» EXERCISE OBJECTIVE
Copy the listing below line for line, without changing anything.

◇ ◇ ◇ ◇

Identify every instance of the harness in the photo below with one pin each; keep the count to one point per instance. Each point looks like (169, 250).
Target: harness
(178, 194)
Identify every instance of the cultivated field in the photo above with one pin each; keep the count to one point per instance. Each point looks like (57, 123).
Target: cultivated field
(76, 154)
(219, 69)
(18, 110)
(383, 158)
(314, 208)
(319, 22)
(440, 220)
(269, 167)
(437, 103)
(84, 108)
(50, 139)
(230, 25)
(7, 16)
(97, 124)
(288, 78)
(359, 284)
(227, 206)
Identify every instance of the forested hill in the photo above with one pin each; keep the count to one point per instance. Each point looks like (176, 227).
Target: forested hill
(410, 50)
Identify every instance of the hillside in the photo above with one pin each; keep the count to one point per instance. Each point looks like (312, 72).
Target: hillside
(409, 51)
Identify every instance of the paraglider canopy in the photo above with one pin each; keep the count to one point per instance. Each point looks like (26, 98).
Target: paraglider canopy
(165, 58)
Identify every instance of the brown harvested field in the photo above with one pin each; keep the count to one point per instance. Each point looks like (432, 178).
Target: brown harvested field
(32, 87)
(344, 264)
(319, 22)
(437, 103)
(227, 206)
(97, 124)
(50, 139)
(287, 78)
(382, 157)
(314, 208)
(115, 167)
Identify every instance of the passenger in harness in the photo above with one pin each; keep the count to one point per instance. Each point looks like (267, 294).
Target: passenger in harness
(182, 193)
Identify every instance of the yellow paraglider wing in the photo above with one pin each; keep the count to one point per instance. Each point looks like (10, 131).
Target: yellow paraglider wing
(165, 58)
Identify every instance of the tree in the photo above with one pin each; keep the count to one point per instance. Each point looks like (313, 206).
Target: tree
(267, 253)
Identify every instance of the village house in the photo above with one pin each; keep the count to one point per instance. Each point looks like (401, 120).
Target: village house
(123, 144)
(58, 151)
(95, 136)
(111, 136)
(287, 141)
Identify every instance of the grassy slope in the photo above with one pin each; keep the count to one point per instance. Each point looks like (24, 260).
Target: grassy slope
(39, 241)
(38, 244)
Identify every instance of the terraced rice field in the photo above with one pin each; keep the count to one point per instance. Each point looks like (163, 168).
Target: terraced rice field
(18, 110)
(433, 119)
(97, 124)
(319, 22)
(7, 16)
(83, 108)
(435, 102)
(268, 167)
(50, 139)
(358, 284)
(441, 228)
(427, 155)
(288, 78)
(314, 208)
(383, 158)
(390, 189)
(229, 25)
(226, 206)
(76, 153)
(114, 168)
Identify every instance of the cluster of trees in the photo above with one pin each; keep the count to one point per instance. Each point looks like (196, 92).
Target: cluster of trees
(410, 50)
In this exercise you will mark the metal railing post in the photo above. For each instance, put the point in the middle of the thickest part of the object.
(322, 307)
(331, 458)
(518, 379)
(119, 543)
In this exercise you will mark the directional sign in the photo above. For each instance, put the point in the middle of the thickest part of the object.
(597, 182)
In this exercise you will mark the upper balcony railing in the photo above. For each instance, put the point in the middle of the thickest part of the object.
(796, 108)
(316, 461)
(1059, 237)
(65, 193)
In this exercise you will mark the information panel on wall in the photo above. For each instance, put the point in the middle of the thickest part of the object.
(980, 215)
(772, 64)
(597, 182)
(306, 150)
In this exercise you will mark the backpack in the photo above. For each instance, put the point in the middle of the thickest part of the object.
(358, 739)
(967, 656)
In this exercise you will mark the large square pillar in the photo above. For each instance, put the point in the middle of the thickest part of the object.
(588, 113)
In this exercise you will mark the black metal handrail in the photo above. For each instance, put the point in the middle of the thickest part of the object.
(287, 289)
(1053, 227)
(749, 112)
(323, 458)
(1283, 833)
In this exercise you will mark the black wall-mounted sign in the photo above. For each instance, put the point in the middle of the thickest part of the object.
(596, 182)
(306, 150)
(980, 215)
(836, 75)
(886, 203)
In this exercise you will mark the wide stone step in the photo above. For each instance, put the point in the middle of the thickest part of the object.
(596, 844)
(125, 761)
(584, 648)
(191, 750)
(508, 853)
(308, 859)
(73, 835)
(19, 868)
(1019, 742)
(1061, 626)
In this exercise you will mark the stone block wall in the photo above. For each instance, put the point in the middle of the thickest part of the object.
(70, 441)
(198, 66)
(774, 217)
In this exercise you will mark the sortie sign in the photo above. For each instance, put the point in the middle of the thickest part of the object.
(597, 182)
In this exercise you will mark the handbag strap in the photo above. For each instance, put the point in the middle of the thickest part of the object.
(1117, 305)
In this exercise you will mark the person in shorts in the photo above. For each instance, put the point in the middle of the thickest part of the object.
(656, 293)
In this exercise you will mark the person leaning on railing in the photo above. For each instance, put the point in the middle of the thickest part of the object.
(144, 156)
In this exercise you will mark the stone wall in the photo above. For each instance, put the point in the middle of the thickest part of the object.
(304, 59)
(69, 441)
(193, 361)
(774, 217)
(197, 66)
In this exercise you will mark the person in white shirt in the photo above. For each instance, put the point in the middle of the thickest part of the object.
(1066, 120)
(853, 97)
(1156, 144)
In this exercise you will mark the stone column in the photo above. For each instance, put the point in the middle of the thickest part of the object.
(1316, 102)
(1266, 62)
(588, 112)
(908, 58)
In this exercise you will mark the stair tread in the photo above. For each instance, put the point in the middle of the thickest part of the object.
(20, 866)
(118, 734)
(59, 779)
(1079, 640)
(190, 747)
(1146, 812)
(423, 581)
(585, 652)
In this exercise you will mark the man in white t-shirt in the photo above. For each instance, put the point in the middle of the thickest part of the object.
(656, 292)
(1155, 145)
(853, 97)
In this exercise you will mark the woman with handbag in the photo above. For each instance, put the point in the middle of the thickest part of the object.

◇ ◇ ◇ ◇

» THE RESPONSE
Identify every instance of the harness in the photo below with one pin each; keep the count to one point per instance. Each point looks like (169, 250).
Target: harness
(178, 194)
Identify every instance of the cultivated field in the photo above with one pin each; keep the count to one point per instance. Each point looks like (57, 123).
Target: cultivated field
(76, 154)
(219, 69)
(18, 110)
(383, 158)
(314, 208)
(319, 22)
(440, 220)
(269, 167)
(437, 103)
(84, 108)
(50, 139)
(230, 25)
(7, 16)
(97, 124)
(288, 78)
(359, 284)
(227, 206)
Identify every instance of the forested hill in the photo above with one pin each; keep the count to one point per instance. Each point looks like (176, 227).
Target: forested hill
(410, 50)
Identify every instance of the hillside in the photo above with one pin each; keep the count to one point per instance. Each point looks like (312, 72).
Target: hillside
(409, 51)
Identify every instance of the paraglider canopy in the photo above with one pin each; keep the count to one point per instance. Each point looks like (26, 98).
Target: paraglider canopy
(165, 58)
Identify every instance of the brown harvested field in the photo above with one pin each; keep the count to one point per instance. Each point looks like (432, 178).
Target: brown harvested field
(32, 87)
(344, 264)
(319, 22)
(437, 103)
(227, 206)
(97, 124)
(50, 139)
(287, 78)
(382, 157)
(314, 208)
(115, 167)
Identify every instance of the passenger in harness in the photo above with one pin each; keep the count to one point per instance. Each point looks like (267, 294).
Target: passenger in harness
(182, 193)
Identify every instance of the yellow paraglider wing in the photo above with one pin each; keep the count to one point per instance. Each point looks like (10, 131).
Target: yellow paraglider wing
(165, 58)
Identify every instance of the tree in the photo above with one pin each; keep the count to one point per instance. Each point looks like (313, 206).
Target: tree
(267, 253)
Identify every instance of the village house in the photo above with one pin each; keep the count to one point per instance. Each point looks like (401, 120).
Target: village house
(123, 144)
(58, 151)
(95, 136)
(111, 136)
(287, 141)
Identify every instance of the grassy slope in the photo above with one pin each; keep the count to one point per instance. Each point looks like (24, 260).
Target: grassy slope
(39, 241)
(38, 244)
Identify every instance of the terraced rice field in the photo above with one pin each; keep the count to one point per instance. Each point looks like (163, 168).
Target: terraced rice field
(18, 110)
(433, 119)
(97, 124)
(319, 22)
(7, 16)
(83, 108)
(435, 102)
(268, 167)
(50, 139)
(358, 284)
(441, 228)
(427, 155)
(288, 78)
(314, 208)
(383, 158)
(390, 189)
(229, 25)
(226, 206)
(76, 153)
(114, 168)
Identify every instance of the cluster of trees in the photo above with one pin each; keep the count to one point per instance. Each point looks like (196, 92).
Target: cluster of trees
(410, 50)
In this exercise you will mark the metal railing post in the photo above. For each instance, put the point in the middle of the thickest part of the object.
(322, 307)
(331, 458)
(518, 379)
(119, 543)
In this exercise you will mark the directional sign in the photo above. For each instance, put the point in the middle of the thickest part of the object.
(597, 182)
In this exercise you will mark the upper balcony railing in the photo above. For each instance, put the point in the middle of the thickest part of the object.
(796, 108)
(316, 461)
(1059, 237)
(65, 193)
In this exercise you will mark the information panel on wall in the photo above. For each instance, put the point in the middle of the thickest part of the object.
(980, 215)
(772, 64)
(597, 182)
(306, 150)
In this exercise you will mark the backpack in the photo above. For each instance, put the point in the middle of the thickest part of the object.
(358, 739)
(967, 656)
In this exercise you will mark the large square pillar in the photo above. For each instance, put the point in the middle of the thickest part of the object.
(588, 113)
In this exercise you will mark the black metal handrail in the photo above. For each instance, put the point in the middle of the thickest part of the object.
(287, 289)
(1053, 227)
(749, 112)
(323, 458)
(1283, 833)
In this exercise you will mark the black wall-mounted sign in the photo above. For each instance, put the point in the middle of the thickest part of the object.
(596, 182)
(306, 150)
(980, 215)
(836, 75)
(886, 203)
In this exercise you will mark the wide stone step in the photo above. For each instance, put the point in the middle of the thickest part of the object.
(596, 844)
(125, 761)
(584, 648)
(191, 750)
(508, 853)
(308, 859)
(73, 835)
(19, 868)
(1019, 742)
(1061, 626)
In this exercise you will mark the stone block wall in the photo above. For each instance, put the point in the middle of the thickest part of the object.
(70, 441)
(198, 66)
(774, 217)
In this exercise you will mark the sortie sign in the photo above. For each instance, put the point in the middle of the thickest part of the object.
(597, 182)
In this exercise you will mark the handbag strap in the photo above. For each instance, put the point in the middle of the thickest part of the object.
(1117, 305)
In this exercise you will mark the person in shorts in the photo above. For each instance, put the point in the middle of the thickest part of the object.
(656, 293)
In this exercise you will mark the person leaning on railing in the photo above. For each instance, put the point in the middle of the thickest part of the object.
(144, 156)
In this exercise you will mark the stone wall in the photo above. For each instance, put the point in the middle of the thickest part of the object.
(304, 59)
(69, 441)
(193, 361)
(774, 217)
(197, 66)
In this exercise you will mark the person in white shirt in the photo above. For each instance, put the point in the middle of the thickest part of the object.
(1066, 120)
(853, 97)
(1156, 144)
In this exercise you will mark the stone column in the photo above. For each instance, put the point in the middle of the thickest part of the object.
(1316, 102)
(1266, 62)
(588, 112)
(908, 58)
In this exercise you will mark the stair tread in the photo above. For each instance, put the point in the middle of the thickest part of the object.
(20, 866)
(118, 734)
(59, 779)
(1079, 640)
(190, 747)
(1146, 812)
(423, 581)
(585, 652)
In this exercise you will mark the man in white t-shirt in the photo above. For each instance, put the point in the middle of the thickest part of the object.
(656, 292)
(1155, 145)
(853, 97)
In this exercise you will mark the woman with handbag in the photo above. For each instance, put the point in the middle of the thickest part of the object.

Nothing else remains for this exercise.